Problem description: Reproduce word for word the part of the items that opens with the line containing "slab in the photograph above." and closes at the end of the items, including both ends.

==== Data rows ====

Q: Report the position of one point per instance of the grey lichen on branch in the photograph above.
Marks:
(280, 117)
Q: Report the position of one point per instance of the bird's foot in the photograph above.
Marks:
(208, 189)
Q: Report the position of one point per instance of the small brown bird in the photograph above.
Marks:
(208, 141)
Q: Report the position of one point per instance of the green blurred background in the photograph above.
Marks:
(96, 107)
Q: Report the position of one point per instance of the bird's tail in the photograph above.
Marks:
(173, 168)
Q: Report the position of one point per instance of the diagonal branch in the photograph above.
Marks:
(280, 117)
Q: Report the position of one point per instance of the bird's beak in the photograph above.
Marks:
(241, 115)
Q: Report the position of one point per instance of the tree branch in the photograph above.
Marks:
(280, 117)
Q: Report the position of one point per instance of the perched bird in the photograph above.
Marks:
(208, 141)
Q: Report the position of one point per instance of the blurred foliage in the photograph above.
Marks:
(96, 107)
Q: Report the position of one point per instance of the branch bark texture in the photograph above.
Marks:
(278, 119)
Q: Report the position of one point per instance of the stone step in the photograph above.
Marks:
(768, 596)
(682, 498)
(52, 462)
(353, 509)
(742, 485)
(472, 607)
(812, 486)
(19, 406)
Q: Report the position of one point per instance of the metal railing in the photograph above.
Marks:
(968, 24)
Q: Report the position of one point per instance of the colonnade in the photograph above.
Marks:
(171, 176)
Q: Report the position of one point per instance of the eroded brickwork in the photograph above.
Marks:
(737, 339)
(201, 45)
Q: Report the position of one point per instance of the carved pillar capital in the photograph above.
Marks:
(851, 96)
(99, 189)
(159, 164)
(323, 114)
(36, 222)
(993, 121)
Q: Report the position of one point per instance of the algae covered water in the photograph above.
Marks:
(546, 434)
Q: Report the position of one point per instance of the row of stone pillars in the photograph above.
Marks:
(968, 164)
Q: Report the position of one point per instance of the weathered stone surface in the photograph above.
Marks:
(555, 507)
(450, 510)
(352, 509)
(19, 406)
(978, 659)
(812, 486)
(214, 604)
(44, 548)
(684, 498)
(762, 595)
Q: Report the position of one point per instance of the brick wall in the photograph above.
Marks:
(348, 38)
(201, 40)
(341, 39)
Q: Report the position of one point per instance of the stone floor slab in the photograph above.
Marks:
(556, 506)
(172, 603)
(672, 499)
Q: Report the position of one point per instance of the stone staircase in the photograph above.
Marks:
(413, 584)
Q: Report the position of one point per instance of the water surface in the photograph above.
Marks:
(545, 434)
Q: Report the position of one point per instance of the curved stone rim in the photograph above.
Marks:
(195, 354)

====

Answer for this exercise:
Q: Report the position of one point per instance of the stone floor slab in the photograph above.
Marks:
(556, 506)
(172, 603)
(672, 499)
Q: Report the position of one point per instance of the stone staircase in the photograph above.
Marks:
(413, 584)
Q: Report the position of one point per instance of the water surface in the photograph above.
Marks:
(545, 434)
Q: Report the position of one point per instance of the curved stone rim in the photograph above.
Marks:
(195, 354)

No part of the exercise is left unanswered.